Pictures in the records below are skipped; the rest is copied exactly.

Stored items:
##############################
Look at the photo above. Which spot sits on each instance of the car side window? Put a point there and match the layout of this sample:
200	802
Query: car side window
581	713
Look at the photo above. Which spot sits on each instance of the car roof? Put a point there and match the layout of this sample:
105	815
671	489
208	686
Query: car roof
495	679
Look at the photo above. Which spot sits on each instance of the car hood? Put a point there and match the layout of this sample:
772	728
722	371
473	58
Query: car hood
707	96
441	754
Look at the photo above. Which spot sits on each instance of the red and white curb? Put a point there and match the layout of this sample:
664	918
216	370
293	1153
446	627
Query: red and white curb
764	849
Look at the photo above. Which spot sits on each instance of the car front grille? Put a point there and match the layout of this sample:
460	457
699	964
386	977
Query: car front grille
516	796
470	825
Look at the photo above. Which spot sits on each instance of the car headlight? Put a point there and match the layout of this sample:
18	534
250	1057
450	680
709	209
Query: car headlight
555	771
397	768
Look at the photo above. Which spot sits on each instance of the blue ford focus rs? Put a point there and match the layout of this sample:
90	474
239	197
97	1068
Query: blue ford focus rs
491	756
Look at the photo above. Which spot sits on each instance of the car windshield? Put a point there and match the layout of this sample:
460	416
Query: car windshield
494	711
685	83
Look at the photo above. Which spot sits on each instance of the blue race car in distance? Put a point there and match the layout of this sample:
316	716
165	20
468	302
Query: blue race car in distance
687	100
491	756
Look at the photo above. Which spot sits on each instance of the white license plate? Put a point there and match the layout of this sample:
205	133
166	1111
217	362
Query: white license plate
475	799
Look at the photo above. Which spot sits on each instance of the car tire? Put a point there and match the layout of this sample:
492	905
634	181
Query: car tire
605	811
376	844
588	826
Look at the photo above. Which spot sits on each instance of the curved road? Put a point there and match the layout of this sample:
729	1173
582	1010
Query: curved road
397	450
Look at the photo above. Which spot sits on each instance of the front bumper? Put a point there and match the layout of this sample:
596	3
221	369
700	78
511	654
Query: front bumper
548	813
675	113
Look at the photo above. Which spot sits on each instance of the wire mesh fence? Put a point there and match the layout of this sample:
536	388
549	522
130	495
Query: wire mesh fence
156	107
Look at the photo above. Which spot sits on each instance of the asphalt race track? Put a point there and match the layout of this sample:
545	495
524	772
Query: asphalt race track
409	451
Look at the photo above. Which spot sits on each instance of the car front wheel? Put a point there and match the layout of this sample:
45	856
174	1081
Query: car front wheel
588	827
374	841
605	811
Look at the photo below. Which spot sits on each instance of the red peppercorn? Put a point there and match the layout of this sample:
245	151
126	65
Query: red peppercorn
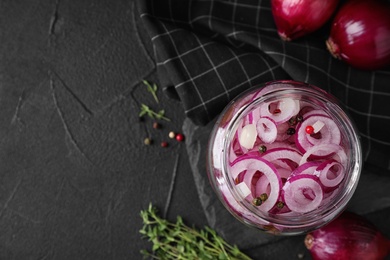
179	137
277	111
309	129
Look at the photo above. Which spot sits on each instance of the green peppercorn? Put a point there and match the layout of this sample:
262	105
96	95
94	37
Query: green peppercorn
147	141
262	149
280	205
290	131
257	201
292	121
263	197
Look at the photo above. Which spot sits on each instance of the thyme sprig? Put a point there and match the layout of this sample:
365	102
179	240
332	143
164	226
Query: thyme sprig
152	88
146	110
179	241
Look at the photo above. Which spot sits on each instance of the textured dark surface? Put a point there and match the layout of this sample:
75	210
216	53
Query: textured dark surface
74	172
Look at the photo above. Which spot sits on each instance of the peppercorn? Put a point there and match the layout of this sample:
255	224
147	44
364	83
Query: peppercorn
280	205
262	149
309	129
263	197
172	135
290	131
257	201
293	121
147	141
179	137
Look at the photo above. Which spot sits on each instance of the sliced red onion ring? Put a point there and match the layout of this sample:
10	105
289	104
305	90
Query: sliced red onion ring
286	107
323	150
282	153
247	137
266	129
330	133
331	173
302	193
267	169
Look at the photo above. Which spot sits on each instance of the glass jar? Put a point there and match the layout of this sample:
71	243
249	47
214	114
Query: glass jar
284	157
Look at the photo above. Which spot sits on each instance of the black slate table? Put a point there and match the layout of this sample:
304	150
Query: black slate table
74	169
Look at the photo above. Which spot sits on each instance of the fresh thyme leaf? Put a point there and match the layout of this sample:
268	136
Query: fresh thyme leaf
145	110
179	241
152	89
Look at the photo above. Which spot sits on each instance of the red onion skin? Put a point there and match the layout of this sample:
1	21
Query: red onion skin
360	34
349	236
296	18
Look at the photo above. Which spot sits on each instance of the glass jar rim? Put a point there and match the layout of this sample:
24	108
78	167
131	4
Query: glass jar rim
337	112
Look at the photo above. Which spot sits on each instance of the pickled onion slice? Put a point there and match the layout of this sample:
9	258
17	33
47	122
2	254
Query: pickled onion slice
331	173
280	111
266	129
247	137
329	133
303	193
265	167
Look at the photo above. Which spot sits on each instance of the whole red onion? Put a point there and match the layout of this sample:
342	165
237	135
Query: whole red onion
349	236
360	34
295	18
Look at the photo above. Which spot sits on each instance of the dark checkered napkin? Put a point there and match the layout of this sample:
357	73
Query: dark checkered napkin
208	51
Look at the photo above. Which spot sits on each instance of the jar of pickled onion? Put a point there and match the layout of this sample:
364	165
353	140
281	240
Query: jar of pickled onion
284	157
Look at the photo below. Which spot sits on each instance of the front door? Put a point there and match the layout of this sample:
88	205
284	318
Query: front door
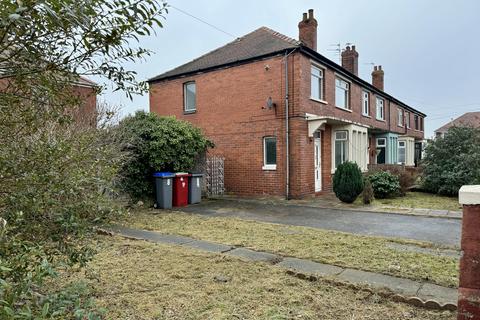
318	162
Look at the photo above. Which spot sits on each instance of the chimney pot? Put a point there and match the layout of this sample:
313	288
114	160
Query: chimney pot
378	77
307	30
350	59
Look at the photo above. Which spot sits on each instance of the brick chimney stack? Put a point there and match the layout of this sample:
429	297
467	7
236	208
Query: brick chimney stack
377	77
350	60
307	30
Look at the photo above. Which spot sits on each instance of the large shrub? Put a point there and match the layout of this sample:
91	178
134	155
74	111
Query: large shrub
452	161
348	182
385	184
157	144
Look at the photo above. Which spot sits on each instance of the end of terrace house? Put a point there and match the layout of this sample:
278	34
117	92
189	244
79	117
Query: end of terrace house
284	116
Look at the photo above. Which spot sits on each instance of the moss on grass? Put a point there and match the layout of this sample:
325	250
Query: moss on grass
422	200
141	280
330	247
##############################
Output for this exercise:
Look at the photo above. Which spot sits on each instance of the car side window? Put a point there and match the layout of this sample:
200	802
Query: car side window
581	713
Look at the photo above. Which spot sits on each instance of the car roof? Put a point there and match the layout of this sample:
105	815
671	489
208	686
Query: car roof
495	679
Look at the photo above. Which spot sits on each instance of the car hood? Put a point there and match the layout of this sample:
772	728
722	371
473	58
Query: car hood
707	96
441	754
Look at the photo above. Which spot sits on each instance of the red and white curb? Put a point there and match the layout of this sample:
664	918
216	370
293	1153
446	627
Query: red and white curb
764	849
Look at the photo above. Which spot sits on each instance of the car front grille? Put a point there and match the layout of this sample:
460	457
699	964
386	977
Query: car front grille
516	796
470	825
Look at the photo above. Which spot sits on each instance of the car headlight? Put a point there and match the layout of this sample:
18	534
250	1057
450	680
709	209
Query: car headlight
555	771
397	768
Look at the photo above. Which spot sits on each instance of the blue ford focus rs? Put a point there and match the layout of this sample:
90	474
239	197
97	1068
Query: blue ford focus rs
491	756
Look at the photo above. Which spot sits on each instance of the car windshield? Put a point there and match the layout of this sample:
460	416
Query: car windshield
494	711
685	83
Look at the photo above. Which spot sits on each instance of the blue race car in distance? Put a point there and match the layout of this sample:
316	716
165	20
468	302
Query: blue race car in distance
687	100
491	756
Look at the photo above. Which spot sits on each instance of the white license plate? Put a point there and match the layout of this sample:
205	133
166	1111
217	362
Query: white license plate
475	799
Look at the photo above. Which spot sits on each instance of the car tire? Put a point there and match the layout of this sample:
492	905
634	181
Query: car tire
605	811
376	844
588	826
Look at the photo above. Which spot sits on each instance of the curved road? Put a point there and match the layout of this sample:
729	1173
582	1010
Query: curved road
397	450
Look at the photo above. Which spot sits on each instance of the front bumper? Put a point there and match the layout of this sample:
596	3
221	369
700	78
511	654
Query: front bumper
548	813
675	113
Look at the photo above. Which spot sits on each instance of the wire mesh fence? Put a point there and match the layout of this sample:
536	388
549	522
130	495
Query: wire mesh fence
156	107
Look at the photo above. Which spot sits on each instance of the asphalt race track? Put a point there and match the layout of this sample:
545	495
524	772
Query: asphalt race track
409	451
Look at the photo above. Which spot sits on each instance of the car front wheel? Put a point there and match the layout of this sample:
45	856
174	1081
Query: car front wheel
588	827
374	841
605	811
Look at the photo below. Which spot sits on each instance of the red peppercorn? Put a point there and match the layout of this sample:
245	151
126	65
Query: red peppercorn
179	137
277	111
309	129
Look at the photo above. Which spot sits on each instance of the green peppercorn? Put a point there and match the layout of this sample:
262	105
96	95
94	37
Query: green peppercorn
147	141
262	149
280	205
290	131
257	201
292	121
263	197
Look at the photo above. Which spot sits on each instance of the thyme sprig? Put a point there and match the layout of this sample:
365	102
179	240
332	143
164	226
Query: thyme sprig
152	88
146	110
179	241
Look at the photo above. Which spot sits on each instance of the textured dark surface? Put a point there and match the layout of this sample:
75	210
216	53
Query: textured dark surface
74	172
Look at the photo above. Which spot sits on each instance of the peppercorn? Put a point there and match the layout of this sample:
255	224
147	44
364	83
Query: peppercorn
280	205
262	149
309	129
263	197
172	135
290	131
257	201
293	121
147	141
179	137
Look at the photo above. Which spot sits on each instance of the sliced red onion ring? Put a point there and match the layout of this sample:
10	105
289	104
305	90
Query: sliced red onion ring
286	107
323	150
282	153
247	137
266	129
330	133
331	173
302	193
267	169
Look at the photo above. Which spot sits on each instance of the glass jar? Put a point there and match the layout of this sample:
71	243
249	47
214	114
Query: glass jar
284	157
Look at the photo above. Which spot sits on each instance of the black slate table? Put a point there and match the layout of this sample:
304	150
Query: black slate table
74	169
Look at the photo above. Which spot sits on each instance of the fresh thyme leaf? Put a point there and match the layout of this sample:
268	136
Query: fresh thyme leaf
145	110
179	241
152	89
Look at the photo above. Which spot sits on each instance of the red onion skin? Put a point there and match the layout of this sample:
1	21
Query: red onion skin
360	34
349	236
296	18
Look at the photo above. Which spot sits on each instance of the glass jar rim? Put a point there and match the layout of this sample:
24	108
78	167
131	4
Query: glass jar rim
337	112
Look at the photo above. Which spot sits on each instance of the pickled onion slice? Put a point there and match the layout of this sample:
9	258
17	33
47	122
2	254
Query: pickled onion slice
331	173
280	111
266	129
247	137
329	133
303	193
265	167
Look at the photo above. Which spot sits on each instance of the whole red onion? Put a point there and match the layout of this sample:
342	165
237	135
Query: whole red onion
349	236
360	34
295	18
Look at the photo above. Which spot sits on each instance of the dark checkered napkin? Put a point there and match the layout of this sample:
357	73
Query: dark checkered napkin
208	51
Look at the photo above. Which spot sits on each instance of the jar of pickled onion? Put a point there and match the layout of this sample:
364	165
353	140
281	240
Query: jar of pickled onion
284	157
Look at the photo below. Which spot sits on each instance of the front door? Put a point there and match the layout of this sample:
88	205
284	318
Query: front door
318	162
Look at the photo above. Which spot sits on each instance of the chimney pot? Put a point there and match the layout of this sample:
313	288
114	160
Query: chimney pot
378	77
307	30
350	59
Look at the photo above. Which spot sits on each instance of the brick chimney stack? Put a point there and match the layout of this sample:
429	297
467	7
236	208
Query: brick chimney stack
377	77
350	60
307	30
Look at the photo above. Which spot sits on each instance of the large shrub? Put a point there and match the layout of this sample:
91	178
134	155
74	111
Query: large shrub
452	161
348	182
385	184
157	144
Look at the photo above. Which spot sits on each instance of the end of terrace house? Put a point there and match the layout of this sample:
278	34
117	92
189	244
79	117
Query: end of terrace house
284	116
Look at the photo above. Which spot sits on each instance of the moss on grass? Put a point there and match the layout of this sample:
325	250
Query: moss on grass
422	200
141	280
330	247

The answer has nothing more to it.